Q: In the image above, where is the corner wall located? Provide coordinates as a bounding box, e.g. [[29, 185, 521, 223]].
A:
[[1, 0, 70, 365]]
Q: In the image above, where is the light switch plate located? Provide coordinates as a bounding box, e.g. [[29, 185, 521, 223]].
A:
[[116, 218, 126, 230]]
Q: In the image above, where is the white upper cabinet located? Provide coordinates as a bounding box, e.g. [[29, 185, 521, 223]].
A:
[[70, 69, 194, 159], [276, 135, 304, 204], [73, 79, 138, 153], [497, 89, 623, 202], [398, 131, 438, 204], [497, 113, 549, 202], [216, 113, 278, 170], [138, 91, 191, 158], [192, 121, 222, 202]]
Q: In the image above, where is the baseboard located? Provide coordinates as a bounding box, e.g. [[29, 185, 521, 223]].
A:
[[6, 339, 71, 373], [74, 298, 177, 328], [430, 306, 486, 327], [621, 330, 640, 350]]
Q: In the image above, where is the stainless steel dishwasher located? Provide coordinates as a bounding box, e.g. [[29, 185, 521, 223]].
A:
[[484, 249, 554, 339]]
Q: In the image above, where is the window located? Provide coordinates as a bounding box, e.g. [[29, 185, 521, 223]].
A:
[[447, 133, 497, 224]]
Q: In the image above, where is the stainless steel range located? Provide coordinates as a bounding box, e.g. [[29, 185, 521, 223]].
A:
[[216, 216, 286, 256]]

================================

PROBLEM DESCRIPTION ▸ Would you copy out every line in the records that includes the string "where"?

EXPECTED ANSWER ▸
Q: In the image above, where is the corner wall located? Provide coordinates as a bounding box, e.g. [[29, 185, 521, 223]].
Q: In the image above, where is the light switch plate located? Provide coordinates as a bounding box, e.g. [[29, 185, 521, 223]].
Q: In the image above, where is the white upper cabinet located? Provide coordinates as a bounding box, e.g. [[29, 185, 521, 223]].
Q: In the image above, where is the baseboard located? Provide coordinates as a bounding box, e.g. [[29, 185, 521, 223]].
Q: In the image above, where is the stainless steel dishwasher located? Provide coordinates as a bounding box, e.g. [[29, 185, 521, 223]].
Q: In the image above, where is the window located? Provide coordinates as a bounding box, e.g. [[29, 185, 521, 223]].
Q: In the image above, where is the stainless steel range located? Provide coordinates as a bounding box, e.g. [[29, 185, 521, 223]].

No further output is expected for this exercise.